▸ **Your task**: Copy the records below exactly as they appear, character for character, every one of them.
-------- Stored records --------
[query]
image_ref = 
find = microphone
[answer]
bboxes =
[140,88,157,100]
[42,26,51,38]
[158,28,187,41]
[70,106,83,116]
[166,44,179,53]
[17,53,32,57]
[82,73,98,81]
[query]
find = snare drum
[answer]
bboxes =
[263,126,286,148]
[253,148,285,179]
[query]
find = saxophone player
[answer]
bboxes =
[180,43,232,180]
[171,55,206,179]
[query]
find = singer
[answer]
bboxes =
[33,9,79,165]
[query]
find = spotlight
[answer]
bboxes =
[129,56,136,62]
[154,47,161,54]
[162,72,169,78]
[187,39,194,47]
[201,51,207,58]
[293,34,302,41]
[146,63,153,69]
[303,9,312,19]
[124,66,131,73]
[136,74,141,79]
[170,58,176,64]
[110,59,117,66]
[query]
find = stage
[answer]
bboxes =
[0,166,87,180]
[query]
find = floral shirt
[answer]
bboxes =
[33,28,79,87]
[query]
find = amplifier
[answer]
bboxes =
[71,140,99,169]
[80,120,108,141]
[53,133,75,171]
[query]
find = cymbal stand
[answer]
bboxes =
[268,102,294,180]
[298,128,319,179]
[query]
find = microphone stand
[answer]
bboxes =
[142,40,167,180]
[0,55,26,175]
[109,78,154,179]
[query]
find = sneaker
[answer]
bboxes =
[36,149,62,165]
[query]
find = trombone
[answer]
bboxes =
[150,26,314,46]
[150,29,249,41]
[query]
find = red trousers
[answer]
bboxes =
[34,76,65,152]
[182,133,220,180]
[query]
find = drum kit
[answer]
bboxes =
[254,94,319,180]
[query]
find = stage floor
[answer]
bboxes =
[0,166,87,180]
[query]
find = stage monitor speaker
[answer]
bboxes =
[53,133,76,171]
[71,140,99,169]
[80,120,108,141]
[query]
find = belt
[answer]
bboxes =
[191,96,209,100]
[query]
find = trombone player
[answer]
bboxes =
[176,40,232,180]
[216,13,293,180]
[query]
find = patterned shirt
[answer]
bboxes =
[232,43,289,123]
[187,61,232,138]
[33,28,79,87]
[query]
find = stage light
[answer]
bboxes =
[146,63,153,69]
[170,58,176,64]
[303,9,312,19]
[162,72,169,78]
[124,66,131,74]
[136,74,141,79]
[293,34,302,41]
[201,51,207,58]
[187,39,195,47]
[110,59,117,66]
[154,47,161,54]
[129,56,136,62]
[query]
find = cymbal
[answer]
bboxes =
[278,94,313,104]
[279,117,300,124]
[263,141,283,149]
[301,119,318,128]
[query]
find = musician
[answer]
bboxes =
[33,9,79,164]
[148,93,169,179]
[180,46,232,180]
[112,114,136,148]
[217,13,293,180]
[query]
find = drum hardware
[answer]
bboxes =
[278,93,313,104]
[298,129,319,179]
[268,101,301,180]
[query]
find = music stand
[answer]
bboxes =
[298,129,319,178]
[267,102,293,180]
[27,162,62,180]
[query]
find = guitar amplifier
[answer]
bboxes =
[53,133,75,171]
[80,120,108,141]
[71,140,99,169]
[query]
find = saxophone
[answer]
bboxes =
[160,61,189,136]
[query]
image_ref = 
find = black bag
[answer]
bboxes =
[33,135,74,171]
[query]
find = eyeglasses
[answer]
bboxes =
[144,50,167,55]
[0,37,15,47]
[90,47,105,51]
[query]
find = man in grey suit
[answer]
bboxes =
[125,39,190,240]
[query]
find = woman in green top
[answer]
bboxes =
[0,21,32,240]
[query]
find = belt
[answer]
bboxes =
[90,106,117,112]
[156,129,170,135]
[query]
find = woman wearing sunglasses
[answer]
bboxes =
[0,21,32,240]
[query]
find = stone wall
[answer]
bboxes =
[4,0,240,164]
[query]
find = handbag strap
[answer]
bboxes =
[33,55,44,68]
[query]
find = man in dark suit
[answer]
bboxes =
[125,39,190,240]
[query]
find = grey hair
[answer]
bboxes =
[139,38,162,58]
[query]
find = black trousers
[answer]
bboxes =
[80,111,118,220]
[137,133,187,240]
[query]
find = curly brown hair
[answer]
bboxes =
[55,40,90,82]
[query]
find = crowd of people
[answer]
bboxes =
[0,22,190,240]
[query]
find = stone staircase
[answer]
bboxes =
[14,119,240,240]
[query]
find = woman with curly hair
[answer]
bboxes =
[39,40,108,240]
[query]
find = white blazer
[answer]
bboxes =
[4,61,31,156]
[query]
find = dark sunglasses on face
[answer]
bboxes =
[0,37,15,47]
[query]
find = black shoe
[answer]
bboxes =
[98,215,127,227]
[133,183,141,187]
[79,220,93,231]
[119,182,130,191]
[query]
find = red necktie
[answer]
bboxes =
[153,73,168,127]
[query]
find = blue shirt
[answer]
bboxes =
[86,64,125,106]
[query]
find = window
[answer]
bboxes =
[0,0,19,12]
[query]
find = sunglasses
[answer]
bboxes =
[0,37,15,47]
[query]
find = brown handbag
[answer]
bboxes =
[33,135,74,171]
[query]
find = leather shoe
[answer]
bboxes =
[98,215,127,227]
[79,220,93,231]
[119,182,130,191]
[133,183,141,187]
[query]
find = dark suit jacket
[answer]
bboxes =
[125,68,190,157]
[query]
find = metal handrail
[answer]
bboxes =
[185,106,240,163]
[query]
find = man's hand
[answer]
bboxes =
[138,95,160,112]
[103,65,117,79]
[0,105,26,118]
--------
▸ **Result**:
[query]
image_ref = 
find = microphone
[answer]
bboxes =
[140,88,157,100]
[42,26,51,38]
[158,28,187,41]
[70,106,83,116]
[166,44,179,53]
[17,53,32,57]
[82,73,98,81]
[query]
find = snare drum
[answer]
bboxes =
[263,126,286,148]
[253,148,285,179]
[query]
find = saxophone player
[answer]
bboxes =
[180,43,232,180]
[171,55,206,179]
[query]
find = singer
[answer]
bboxes =
[33,9,79,165]
[query]
find = spotlight
[answer]
bboxes =
[129,56,136,62]
[154,47,161,54]
[162,72,169,78]
[187,39,194,47]
[201,51,207,58]
[293,34,302,41]
[146,63,153,69]
[303,9,312,19]
[124,66,131,73]
[136,74,141,79]
[170,58,176,64]
[110,59,117,66]
[query]
find = stage
[answer]
bboxes =
[0,166,87,180]
[query]
find = floral shirt
[answer]
bboxes =
[33,28,79,87]
[query]
find = amplifier
[answer]
bboxes =
[71,140,99,169]
[80,120,108,141]
[53,133,75,171]
[query]
find = cymbal stand
[answer]
bboxes =
[268,102,294,180]
[298,128,319,179]
[query]
find = microphone stand
[answer]
bboxes =
[142,40,167,180]
[0,55,26,175]
[109,78,154,179]
[query]
find = sneaker
[answer]
bboxes =
[36,149,62,165]
[query]
find = trombone
[answer]
bboxes =
[150,26,314,46]
[150,29,249,41]
[query]
find = red trousers
[answer]
bboxes =
[34,76,65,152]
[182,133,220,180]
[query]
find = drum kit
[answer]
bboxes =
[254,94,319,180]
[query]
find = stage floor
[answer]
bboxes =
[0,166,87,180]
[query]
find = stage monitor speaker
[answer]
bboxes =
[53,133,76,171]
[71,140,99,169]
[80,120,108,141]
[query]
find = belt
[answer]
bboxes =
[191,96,209,100]
[query]
find = trombone player
[answer]
bboxes =
[176,40,232,180]
[216,13,293,180]
[query]
find = patterned shirt
[answer]
bboxes =
[232,43,289,123]
[187,61,232,138]
[33,28,79,87]
[query]
find = stage light
[answer]
bboxes =
[146,63,153,69]
[170,58,176,64]
[303,9,312,19]
[162,72,169,78]
[124,66,131,74]
[136,74,141,79]
[293,34,302,41]
[201,51,207,58]
[187,39,195,47]
[110,59,117,66]
[154,47,161,54]
[129,56,136,62]
[query]
find = cymbal
[answer]
bboxes =
[278,94,313,104]
[279,117,300,124]
[263,141,283,149]
[301,119,318,128]
[query]
find = musician
[answer]
bboxes =
[33,9,79,164]
[148,93,169,179]
[180,46,232,180]
[112,114,136,148]
[217,13,293,180]
[query]
find = drum hardware
[answer]
bboxes =
[278,93,313,104]
[298,129,319,179]
[268,101,301,180]
[query]
find = music stand
[answer]
bboxes =
[298,129,319,178]
[267,102,293,180]
[27,162,62,180]
[query]
find = guitar amplifier
[answer]
bboxes =
[53,133,75,171]
[80,120,108,141]
[71,140,99,169]
[query]
find = saxophone
[answer]
bboxes =
[160,61,189,136]
[query]
image_ref = 
find = black bag
[answer]
bboxes =
[33,135,74,171]
[query]
find = eyeglasses
[answer]
bboxes =
[144,50,167,55]
[0,37,15,47]
[90,47,105,51]
[query]
find = man in grey suit
[answer]
bboxes =
[125,39,190,240]
[query]
find = woman in green top
[answer]
bboxes =
[0,21,32,240]
[query]
find = belt
[answer]
bboxes =
[90,106,117,112]
[156,129,170,135]
[query]
find = woman wearing sunglasses
[answer]
bboxes =
[0,21,32,240]
[query]
find = stone wall
[answer]
bboxes =
[4,0,240,164]
[query]
find = handbag strap
[answer]
bboxes =
[33,55,44,68]
[query]
find = man in dark suit
[answer]
bboxes =
[125,39,190,240]
[query]
find = grey hair
[answer]
bboxes =
[139,38,162,58]
[query]
find = black trousers
[answer]
bboxes =
[80,111,118,220]
[137,133,187,240]
[query]
find = curly brown hair
[answer]
bboxes =
[55,40,90,82]
[query]
find = crowd of people
[answer]
bboxes =
[0,22,190,240]
[query]
find = stone staircase
[answer]
bboxes =
[14,119,240,240]
[query]
find = woman with curly hair
[answer]
bboxes =
[39,40,108,240]
[query]
find = white blazer
[answer]
bboxes =
[4,61,31,156]
[query]
find = dark sunglasses on face
[answer]
bboxes =
[0,37,15,47]
[query]
find = black shoe
[answer]
bboxes =
[98,215,127,227]
[133,183,141,187]
[79,220,93,231]
[119,182,130,191]
[query]
find = red necktie
[answer]
bboxes =
[153,73,168,127]
[query]
find = blue shirt
[answer]
bboxes =
[86,64,125,106]
[query]
find = window
[answer]
bboxes =
[0,0,19,12]
[query]
find = sunglasses
[answer]
bboxes =
[0,37,15,47]
[query]
find = brown handbag
[answer]
bboxes =
[33,135,74,171]
[query]
find = leather shoe
[answer]
bboxes =
[98,215,127,227]
[79,220,93,231]
[119,182,130,191]
[133,183,141,187]
[query]
find = dark suit jacket
[answer]
bboxes =
[125,68,190,157]
[query]
find = metal handrail
[answer]
bboxes =
[185,106,240,163]
[query]
find = man's hand
[answer]
bboxes =
[138,95,160,112]
[103,65,117,79]
[0,105,26,118]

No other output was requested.